***** Task inputs *****
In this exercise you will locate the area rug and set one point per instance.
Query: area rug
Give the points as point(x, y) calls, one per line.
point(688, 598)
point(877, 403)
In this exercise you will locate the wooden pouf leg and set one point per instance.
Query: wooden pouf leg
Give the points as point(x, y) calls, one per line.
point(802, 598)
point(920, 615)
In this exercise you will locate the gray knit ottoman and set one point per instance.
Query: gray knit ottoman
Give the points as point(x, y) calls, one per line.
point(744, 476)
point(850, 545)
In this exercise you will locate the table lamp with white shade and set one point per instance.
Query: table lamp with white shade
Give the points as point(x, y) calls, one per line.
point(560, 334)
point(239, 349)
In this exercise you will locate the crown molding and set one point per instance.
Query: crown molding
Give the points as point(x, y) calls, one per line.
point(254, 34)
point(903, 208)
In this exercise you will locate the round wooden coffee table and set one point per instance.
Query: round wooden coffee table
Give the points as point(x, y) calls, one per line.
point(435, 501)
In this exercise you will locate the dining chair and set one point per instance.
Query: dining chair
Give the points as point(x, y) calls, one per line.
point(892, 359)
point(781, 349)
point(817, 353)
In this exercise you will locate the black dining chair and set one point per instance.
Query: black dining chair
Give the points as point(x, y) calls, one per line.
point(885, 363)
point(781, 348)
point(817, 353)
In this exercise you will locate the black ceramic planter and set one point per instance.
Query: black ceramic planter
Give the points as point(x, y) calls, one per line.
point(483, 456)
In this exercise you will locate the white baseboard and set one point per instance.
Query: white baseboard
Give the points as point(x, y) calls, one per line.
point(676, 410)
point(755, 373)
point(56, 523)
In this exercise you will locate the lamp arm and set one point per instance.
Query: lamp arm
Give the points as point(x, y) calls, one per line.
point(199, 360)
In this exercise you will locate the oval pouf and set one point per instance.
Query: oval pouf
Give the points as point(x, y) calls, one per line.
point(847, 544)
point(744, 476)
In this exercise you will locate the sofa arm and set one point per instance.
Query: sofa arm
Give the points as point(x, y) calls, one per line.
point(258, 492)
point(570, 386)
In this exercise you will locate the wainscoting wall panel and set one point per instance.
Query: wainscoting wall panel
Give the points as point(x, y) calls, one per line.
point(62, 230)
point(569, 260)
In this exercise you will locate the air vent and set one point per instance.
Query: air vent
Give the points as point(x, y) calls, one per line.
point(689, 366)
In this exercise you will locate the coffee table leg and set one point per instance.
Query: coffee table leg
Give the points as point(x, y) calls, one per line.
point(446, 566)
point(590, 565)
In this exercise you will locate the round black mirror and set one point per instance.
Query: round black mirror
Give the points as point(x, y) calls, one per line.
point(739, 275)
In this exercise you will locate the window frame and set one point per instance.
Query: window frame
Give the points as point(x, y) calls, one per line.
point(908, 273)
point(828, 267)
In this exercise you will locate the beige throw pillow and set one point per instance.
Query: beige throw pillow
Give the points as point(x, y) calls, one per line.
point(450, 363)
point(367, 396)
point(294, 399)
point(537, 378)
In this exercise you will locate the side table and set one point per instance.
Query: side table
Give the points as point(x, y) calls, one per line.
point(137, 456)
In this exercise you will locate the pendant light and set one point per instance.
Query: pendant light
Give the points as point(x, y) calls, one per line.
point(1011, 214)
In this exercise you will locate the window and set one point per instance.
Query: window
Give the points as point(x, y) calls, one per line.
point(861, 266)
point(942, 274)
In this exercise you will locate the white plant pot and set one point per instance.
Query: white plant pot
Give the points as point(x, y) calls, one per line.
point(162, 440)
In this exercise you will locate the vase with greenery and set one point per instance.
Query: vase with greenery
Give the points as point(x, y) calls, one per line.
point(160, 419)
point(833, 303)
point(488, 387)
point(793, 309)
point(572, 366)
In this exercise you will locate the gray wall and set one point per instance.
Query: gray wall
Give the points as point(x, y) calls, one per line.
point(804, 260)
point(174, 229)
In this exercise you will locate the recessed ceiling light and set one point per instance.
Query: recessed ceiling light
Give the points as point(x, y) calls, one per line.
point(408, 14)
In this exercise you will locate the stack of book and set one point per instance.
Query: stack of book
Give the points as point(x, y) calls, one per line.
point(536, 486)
*****
Given request –
Return all of the entries above unchanged, line for line.

Answer to this problem –
In this exercise you will locate the area rug and set one point per instance.
Query: area rug
Give the points as point(x, y) calls, one per line.
point(688, 598)
point(877, 403)
In this exercise you will locate the wooden pouf leg and set one point per instance.
Query: wooden pouf leg
Give the points as point(x, y) calls, one per line.
point(802, 598)
point(920, 615)
In this exercise you will locate the gray knit ottoman and set one point per instance.
Query: gray knit ottoman
Give the points as point(x, y) calls, one per line.
point(744, 476)
point(850, 545)
In this exercise you will locate the table lamp with white shade and set one point per instance.
Query: table lamp with white shade
Give the points as point(x, y) calls, one per line.
point(560, 334)
point(239, 349)
In this exercise you will locate the crown molding and set one point per instance.
Query: crown molding
Give the points as point(x, y) calls, one per line.
point(254, 34)
point(903, 208)
In this exercise you will locate the round wooden coffee table and set one point per instance.
Query: round wooden coffee table
Give the points as point(x, y) calls, one per line.
point(435, 501)
In this exercise you will locate the dining chair and set one point per instance.
Query: dining chair
Give the points as point(x, y) calls, one per line.
point(892, 359)
point(781, 349)
point(817, 353)
In this exercise you will locate the black dining chair and set one point per instance.
Query: black dining chair
Give the points as point(x, y) calls, one per line.
point(885, 363)
point(781, 348)
point(817, 353)
In this exercise you will locate the black ceramic planter and set one point per instance.
Query: black ceramic planter
Give the points as point(x, y) calls, one per line.
point(483, 456)
In this exercise you will locate the white baseboard and set one point per instance.
Query: white baseboard
Give the points as point(x, y) calls, one per line.
point(676, 410)
point(755, 373)
point(56, 523)
In this exercise you will locate the lamp arm and set one point per instance.
Query: lamp arm
Give the points as point(x, y) calls, one per line.
point(199, 360)
In this exercise you will locate the oval pouf and set one point per instance.
Query: oval pouf
Give the points as point(x, y) calls, one per line.
point(847, 544)
point(744, 476)
In this exercise you will locate the sofa arm and set one point per instance.
Query: sofa arm
Give the points as point(x, y) calls, one per line.
point(258, 492)
point(570, 386)
In this exercise you will locate the wainscoting wall panel and set one point per instance.
Query: wainscoting wall panel
Give the points as point(x, y) calls, one per line.
point(62, 230)
point(569, 260)
In this exercise you will locate the air vent and set one point per instance.
Query: air vent
Give the points as point(x, y) calls, one per line.
point(689, 366)
In this exercise you will locate the coffee table leg and set one point per instance.
Query: coffee table leg
Give the points as point(x, y) calls, one per line.
point(446, 566)
point(590, 565)
In this exercise you will locate the round black mirror and set one point per instance.
Query: round black mirror
Give the points as point(x, y) calls, one per line.
point(739, 275)
In this exercise you will locate the window frame and set one point per instance.
Query: window frame
Give the points as point(x, y) calls, one per line.
point(908, 273)
point(828, 267)
In this exercise you will locate the beige throw pillow and set one point per instance.
Query: beige throw pillow
Give the points as point(x, y) calls, one per line.
point(450, 363)
point(367, 396)
point(294, 399)
point(537, 378)
In this exercise you will locate the side table and set one point per instance.
Query: side table
Give the points as point(x, y) calls, one per line.
point(137, 456)
In this exercise you will locate the pendant light and set one point per instance.
Query: pendant light
Give the points as point(x, y) calls, one per line.
point(1011, 214)
In this exercise you will locate the window and set one point per instance.
Query: window
Give the points as point(x, y) calls, one per line.
point(861, 266)
point(942, 274)
In this exercise you will locate the white plant pot and set one point per instance.
Query: white plant pot
Give the points as point(x, y) calls, one per line.
point(162, 440)
In this exercise you will locate the vase with greenery and set one point per instance.
Query: vase with greenery
Give the points as point(x, y) calls, one per line.
point(160, 419)
point(833, 303)
point(488, 387)
point(793, 309)
point(572, 366)
In this exercise you will locate the gray wall and set one point per instance.
Query: gray wall
Give the points as point(x, y) calls, one per line.
point(804, 260)
point(174, 229)
In this exercise you will locate the recessed ceiling light and set one point per instance.
Query: recessed ceiling light
Give the points as point(x, y) calls, one per line.
point(408, 14)
In this exercise you will locate the stack of book and set one point per instance.
Query: stack of book
Give the points as point(x, y) calls, one per line.
point(536, 486)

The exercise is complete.